Set down precisely the lines from the line with "TARGET = black padlock body" through the end of the material, inclusive, and no pictures.
—————
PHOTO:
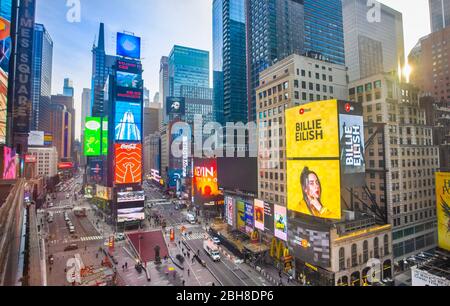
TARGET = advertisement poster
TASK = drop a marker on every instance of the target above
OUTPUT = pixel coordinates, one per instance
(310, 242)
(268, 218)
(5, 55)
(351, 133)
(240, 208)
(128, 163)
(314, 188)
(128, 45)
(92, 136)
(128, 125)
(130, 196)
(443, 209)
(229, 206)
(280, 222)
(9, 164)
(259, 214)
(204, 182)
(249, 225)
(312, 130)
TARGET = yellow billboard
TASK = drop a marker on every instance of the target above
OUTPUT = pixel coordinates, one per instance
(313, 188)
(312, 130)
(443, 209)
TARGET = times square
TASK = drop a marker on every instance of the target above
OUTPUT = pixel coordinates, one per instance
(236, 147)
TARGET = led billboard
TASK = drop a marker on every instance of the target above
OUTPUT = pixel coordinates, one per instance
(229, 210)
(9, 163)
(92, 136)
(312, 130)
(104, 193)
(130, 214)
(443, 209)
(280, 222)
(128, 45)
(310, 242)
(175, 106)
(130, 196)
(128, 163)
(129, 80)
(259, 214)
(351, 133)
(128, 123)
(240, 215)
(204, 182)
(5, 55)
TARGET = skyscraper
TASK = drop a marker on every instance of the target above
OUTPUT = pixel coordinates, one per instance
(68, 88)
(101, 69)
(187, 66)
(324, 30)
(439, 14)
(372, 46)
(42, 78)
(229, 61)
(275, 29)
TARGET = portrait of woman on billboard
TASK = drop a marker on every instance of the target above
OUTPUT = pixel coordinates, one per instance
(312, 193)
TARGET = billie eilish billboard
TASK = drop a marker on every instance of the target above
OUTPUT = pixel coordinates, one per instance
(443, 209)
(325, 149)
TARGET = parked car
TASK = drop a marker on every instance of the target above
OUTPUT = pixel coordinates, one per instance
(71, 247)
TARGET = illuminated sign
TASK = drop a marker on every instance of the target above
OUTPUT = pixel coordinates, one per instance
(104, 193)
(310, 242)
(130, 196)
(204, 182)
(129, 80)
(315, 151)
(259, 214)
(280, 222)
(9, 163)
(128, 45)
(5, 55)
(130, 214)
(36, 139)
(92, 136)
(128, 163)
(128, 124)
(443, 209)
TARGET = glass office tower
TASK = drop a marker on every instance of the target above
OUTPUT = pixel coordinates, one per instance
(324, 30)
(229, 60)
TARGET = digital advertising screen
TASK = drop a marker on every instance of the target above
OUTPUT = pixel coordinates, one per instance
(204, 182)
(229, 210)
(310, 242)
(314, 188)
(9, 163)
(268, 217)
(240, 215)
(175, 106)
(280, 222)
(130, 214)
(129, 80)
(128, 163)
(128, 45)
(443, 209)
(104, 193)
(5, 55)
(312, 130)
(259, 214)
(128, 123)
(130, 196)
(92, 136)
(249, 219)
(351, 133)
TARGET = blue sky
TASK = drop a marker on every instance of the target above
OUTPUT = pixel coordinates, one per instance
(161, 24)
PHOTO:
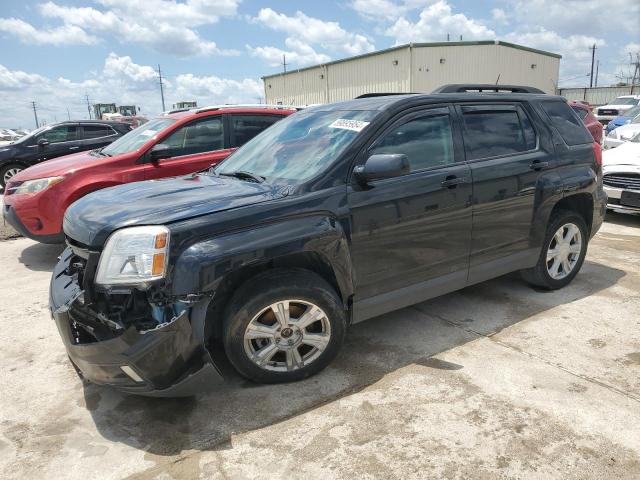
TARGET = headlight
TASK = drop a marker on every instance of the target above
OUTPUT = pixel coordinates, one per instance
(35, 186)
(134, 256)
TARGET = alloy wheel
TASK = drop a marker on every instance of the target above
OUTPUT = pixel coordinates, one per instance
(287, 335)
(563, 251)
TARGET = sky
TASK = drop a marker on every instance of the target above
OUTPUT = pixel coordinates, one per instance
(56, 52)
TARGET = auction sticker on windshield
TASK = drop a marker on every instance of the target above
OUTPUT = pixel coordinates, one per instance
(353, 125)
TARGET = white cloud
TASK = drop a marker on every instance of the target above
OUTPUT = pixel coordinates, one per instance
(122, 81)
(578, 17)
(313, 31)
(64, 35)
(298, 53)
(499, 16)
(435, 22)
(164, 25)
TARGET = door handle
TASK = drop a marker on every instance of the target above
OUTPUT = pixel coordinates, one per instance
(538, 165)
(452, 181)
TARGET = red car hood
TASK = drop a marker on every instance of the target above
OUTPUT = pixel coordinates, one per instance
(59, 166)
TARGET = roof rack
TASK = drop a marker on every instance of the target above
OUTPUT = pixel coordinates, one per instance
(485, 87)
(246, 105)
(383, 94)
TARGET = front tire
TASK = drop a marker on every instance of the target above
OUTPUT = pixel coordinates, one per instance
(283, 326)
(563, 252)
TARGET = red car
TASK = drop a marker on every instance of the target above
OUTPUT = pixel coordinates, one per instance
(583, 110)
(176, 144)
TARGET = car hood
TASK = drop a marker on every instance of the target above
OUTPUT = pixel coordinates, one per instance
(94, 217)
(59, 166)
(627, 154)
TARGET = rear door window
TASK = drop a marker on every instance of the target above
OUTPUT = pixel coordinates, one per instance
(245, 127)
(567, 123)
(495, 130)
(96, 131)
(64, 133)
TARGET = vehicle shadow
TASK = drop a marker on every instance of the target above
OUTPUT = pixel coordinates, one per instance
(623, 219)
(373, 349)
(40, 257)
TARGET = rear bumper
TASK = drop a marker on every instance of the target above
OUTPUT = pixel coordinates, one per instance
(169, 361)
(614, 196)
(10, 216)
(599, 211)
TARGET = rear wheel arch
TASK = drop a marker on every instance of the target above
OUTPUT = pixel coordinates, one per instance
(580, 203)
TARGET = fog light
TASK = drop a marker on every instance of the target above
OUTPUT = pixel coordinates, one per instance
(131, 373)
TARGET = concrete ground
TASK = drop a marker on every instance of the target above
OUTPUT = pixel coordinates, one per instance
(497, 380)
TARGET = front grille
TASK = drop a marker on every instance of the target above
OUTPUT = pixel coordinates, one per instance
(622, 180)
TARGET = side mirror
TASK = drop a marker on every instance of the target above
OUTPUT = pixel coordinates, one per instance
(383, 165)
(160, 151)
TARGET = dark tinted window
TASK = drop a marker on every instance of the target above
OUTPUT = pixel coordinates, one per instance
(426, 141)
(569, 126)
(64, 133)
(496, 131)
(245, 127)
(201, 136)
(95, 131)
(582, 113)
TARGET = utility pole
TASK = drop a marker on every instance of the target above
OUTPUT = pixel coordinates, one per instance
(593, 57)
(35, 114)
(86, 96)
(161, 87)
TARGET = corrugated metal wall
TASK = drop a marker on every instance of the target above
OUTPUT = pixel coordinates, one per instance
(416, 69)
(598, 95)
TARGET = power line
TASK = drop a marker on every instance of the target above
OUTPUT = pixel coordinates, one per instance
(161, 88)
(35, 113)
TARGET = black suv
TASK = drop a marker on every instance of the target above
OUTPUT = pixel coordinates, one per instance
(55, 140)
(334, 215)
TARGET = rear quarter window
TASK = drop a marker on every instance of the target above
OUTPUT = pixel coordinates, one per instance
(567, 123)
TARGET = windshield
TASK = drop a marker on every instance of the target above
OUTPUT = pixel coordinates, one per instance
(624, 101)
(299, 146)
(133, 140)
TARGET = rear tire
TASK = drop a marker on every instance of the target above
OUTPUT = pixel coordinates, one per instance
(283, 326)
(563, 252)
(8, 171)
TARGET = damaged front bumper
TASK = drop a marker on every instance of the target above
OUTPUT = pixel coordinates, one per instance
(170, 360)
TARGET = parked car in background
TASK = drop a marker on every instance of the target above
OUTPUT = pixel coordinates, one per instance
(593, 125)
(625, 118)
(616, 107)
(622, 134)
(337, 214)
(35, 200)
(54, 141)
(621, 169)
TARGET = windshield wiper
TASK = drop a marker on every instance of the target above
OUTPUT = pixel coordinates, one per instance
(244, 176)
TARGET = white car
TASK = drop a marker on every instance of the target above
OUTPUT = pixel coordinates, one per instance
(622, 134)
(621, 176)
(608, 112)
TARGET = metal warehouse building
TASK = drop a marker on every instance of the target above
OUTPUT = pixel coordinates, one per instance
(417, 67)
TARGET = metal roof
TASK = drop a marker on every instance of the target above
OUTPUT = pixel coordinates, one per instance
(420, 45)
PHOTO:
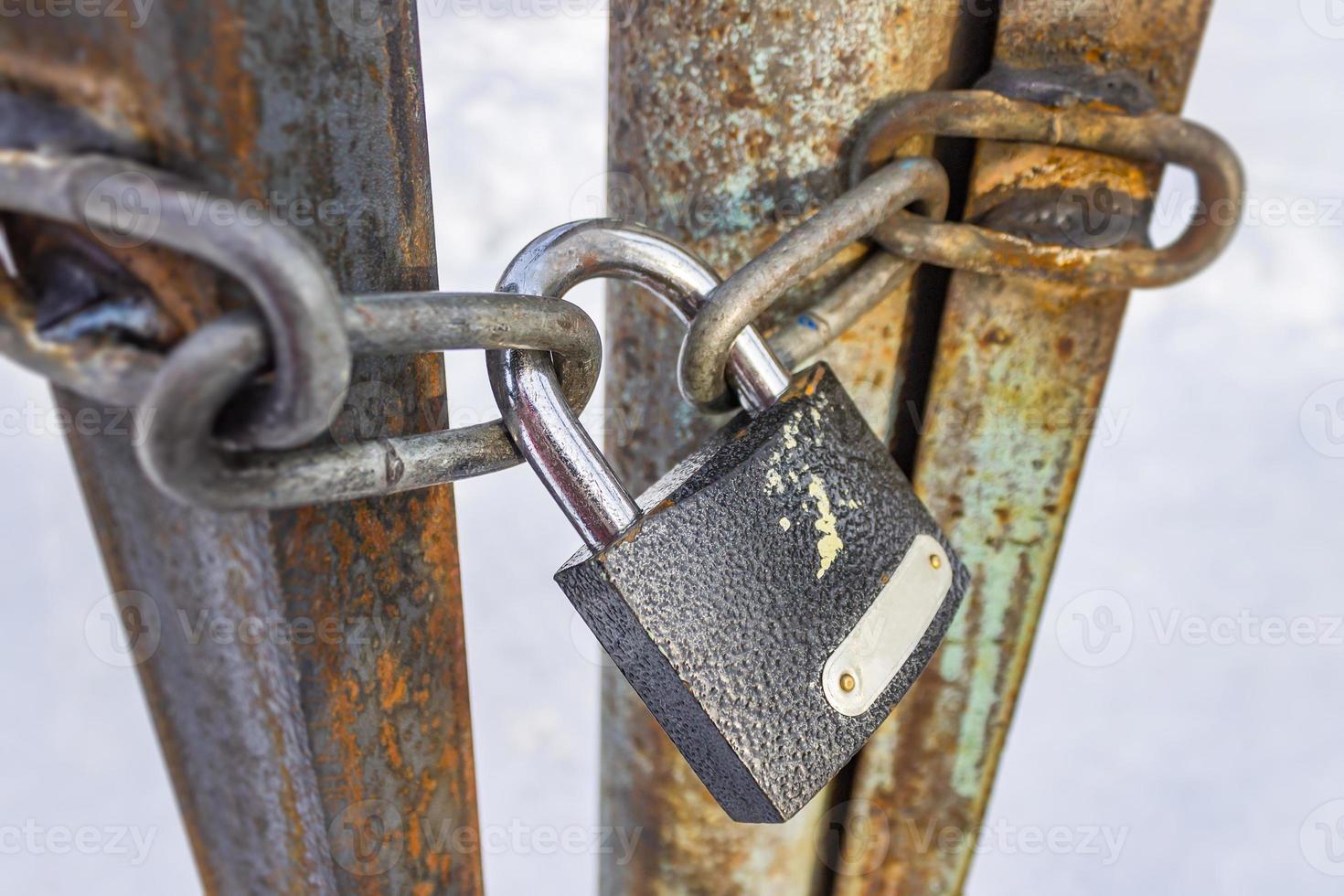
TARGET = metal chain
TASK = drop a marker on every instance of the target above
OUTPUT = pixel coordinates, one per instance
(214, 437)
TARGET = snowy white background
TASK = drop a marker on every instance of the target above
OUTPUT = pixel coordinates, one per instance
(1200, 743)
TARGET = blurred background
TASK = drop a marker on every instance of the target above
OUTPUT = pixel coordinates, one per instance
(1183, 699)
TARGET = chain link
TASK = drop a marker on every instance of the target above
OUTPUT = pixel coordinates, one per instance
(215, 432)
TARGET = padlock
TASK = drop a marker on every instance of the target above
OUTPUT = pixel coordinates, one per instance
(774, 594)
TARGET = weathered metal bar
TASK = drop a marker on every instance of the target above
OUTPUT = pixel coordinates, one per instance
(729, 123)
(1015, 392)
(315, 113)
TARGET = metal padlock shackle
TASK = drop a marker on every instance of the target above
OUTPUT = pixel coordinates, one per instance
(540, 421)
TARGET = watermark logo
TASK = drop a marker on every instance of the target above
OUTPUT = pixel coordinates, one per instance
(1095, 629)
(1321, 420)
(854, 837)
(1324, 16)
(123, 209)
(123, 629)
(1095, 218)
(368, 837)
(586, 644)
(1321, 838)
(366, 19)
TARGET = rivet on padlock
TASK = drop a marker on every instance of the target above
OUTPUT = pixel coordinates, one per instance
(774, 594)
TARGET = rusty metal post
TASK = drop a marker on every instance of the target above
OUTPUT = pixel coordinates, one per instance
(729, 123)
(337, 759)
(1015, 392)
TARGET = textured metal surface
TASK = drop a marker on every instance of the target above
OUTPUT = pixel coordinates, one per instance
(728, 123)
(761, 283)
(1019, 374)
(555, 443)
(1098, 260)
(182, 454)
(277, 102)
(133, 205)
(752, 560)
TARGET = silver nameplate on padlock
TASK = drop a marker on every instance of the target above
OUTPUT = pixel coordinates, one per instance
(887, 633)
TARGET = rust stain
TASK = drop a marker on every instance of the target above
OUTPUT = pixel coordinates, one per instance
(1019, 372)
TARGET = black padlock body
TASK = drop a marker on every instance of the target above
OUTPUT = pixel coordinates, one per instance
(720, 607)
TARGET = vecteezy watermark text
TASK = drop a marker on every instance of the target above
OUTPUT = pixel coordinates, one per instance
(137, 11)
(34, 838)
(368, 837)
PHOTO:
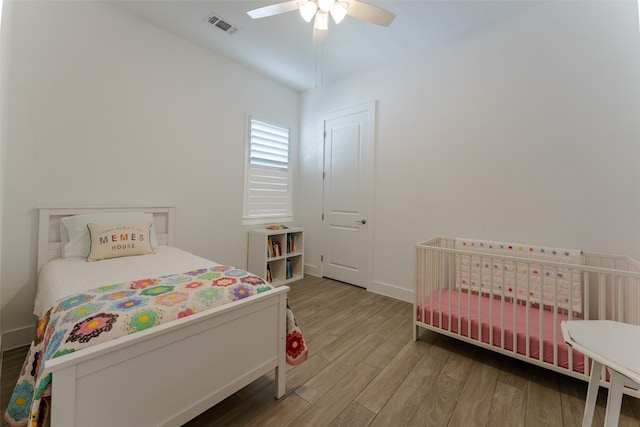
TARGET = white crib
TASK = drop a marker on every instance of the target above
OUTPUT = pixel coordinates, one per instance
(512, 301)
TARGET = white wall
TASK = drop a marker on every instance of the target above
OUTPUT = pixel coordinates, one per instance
—————
▸ **EXERCISE ANSWER**:
TARGET = black padlock body
TASK = drop a marker on every instance of the target above
OUTPUT = pixel coordinates, one per instance
(720, 607)
TARGET = vecteezy watermark text
TASK = drop a marker on every instance of the target above
OUTPUT = pixel coordinates, one per instance
(137, 11)
(34, 838)
(368, 837)
PHOTO:
TARGET = white crib
TASK = drop a marker on every instance of the target above
OUTPUT = pixel coordinates, one per instance
(512, 301)
TARGET = white wall
TASK = drop a marker on every instance of the target above
OUTPUT = pixel coordinates, one per instance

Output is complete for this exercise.